• _RECORDS SUPPLIED_:
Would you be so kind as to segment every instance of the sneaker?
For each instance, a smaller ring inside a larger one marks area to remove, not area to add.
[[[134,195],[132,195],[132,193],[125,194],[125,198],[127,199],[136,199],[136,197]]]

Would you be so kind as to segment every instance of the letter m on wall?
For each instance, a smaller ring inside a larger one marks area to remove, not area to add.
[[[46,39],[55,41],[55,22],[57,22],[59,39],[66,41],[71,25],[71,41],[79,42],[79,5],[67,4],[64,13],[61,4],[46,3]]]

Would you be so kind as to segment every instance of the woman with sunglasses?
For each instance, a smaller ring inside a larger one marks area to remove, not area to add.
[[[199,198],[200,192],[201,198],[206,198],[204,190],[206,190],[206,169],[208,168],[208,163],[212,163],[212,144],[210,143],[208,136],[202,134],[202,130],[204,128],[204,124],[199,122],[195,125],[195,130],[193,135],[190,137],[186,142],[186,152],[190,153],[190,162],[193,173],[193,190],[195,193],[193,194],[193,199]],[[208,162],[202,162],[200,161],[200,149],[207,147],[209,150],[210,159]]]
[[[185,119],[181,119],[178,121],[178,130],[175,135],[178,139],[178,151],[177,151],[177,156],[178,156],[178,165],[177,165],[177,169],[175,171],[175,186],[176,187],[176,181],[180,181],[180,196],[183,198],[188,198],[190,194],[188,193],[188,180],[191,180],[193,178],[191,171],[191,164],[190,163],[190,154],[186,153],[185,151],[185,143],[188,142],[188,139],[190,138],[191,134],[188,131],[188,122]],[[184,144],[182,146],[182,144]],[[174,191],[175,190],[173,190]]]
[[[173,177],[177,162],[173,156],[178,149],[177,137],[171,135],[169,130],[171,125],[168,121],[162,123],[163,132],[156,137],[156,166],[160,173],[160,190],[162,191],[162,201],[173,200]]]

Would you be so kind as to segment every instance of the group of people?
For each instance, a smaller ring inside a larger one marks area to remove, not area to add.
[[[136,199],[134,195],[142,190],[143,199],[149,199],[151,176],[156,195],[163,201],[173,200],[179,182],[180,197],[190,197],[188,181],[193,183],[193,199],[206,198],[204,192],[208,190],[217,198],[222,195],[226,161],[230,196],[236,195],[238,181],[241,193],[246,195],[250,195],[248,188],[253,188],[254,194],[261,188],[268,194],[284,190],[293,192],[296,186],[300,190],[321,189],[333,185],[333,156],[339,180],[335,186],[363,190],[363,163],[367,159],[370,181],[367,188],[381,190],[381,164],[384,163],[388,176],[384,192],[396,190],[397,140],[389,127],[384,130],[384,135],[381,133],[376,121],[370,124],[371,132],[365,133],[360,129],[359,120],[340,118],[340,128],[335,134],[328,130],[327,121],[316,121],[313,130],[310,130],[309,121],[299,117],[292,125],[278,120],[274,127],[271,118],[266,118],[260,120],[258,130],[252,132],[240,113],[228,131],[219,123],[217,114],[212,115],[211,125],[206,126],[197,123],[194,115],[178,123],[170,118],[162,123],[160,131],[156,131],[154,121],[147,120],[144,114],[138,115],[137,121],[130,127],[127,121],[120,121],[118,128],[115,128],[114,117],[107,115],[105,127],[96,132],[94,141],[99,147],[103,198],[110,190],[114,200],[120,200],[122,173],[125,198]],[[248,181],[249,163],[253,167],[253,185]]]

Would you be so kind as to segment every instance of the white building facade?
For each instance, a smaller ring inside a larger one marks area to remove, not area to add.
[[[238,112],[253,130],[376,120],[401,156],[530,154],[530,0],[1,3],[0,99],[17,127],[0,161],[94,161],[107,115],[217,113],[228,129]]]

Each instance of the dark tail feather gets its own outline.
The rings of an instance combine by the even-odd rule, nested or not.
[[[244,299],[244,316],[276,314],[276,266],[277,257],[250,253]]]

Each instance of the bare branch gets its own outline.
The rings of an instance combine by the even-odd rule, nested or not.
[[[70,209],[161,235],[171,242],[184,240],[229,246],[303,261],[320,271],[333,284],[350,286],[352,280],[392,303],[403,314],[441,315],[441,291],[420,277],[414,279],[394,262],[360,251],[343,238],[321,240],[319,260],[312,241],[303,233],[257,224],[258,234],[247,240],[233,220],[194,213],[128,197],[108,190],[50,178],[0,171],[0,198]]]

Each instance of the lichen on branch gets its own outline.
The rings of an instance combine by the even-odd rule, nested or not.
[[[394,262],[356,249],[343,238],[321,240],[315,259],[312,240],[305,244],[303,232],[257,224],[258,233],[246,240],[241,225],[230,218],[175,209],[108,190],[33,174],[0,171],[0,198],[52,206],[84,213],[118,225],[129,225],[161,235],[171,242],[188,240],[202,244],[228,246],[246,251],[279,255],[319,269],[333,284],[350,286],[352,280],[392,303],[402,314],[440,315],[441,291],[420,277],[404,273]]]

• _PROBLEM TO SOLVE_: Reproduce the material from the line containing "Each instance of the lichen" through the end of the material, keeping the wording of every line and adding 6 to each coordinate value in the outlines.

• _TASK RESULT_:
Each instance of the lichen on branch gets its own outline.
The rings of an instance combine by the even-odd rule, nested or not.
[[[400,268],[362,255],[349,244],[327,246],[321,265],[318,246],[311,250],[309,238],[263,230],[264,239],[252,246],[247,231],[236,224],[181,215],[114,196],[39,180],[6,177],[6,204],[58,212],[90,219],[124,231],[135,231],[167,241],[177,248],[194,246],[208,250],[234,252],[252,257],[285,261],[325,275],[339,290],[356,292],[358,286],[398,309],[408,320],[446,321],[447,297],[426,283],[410,279]]]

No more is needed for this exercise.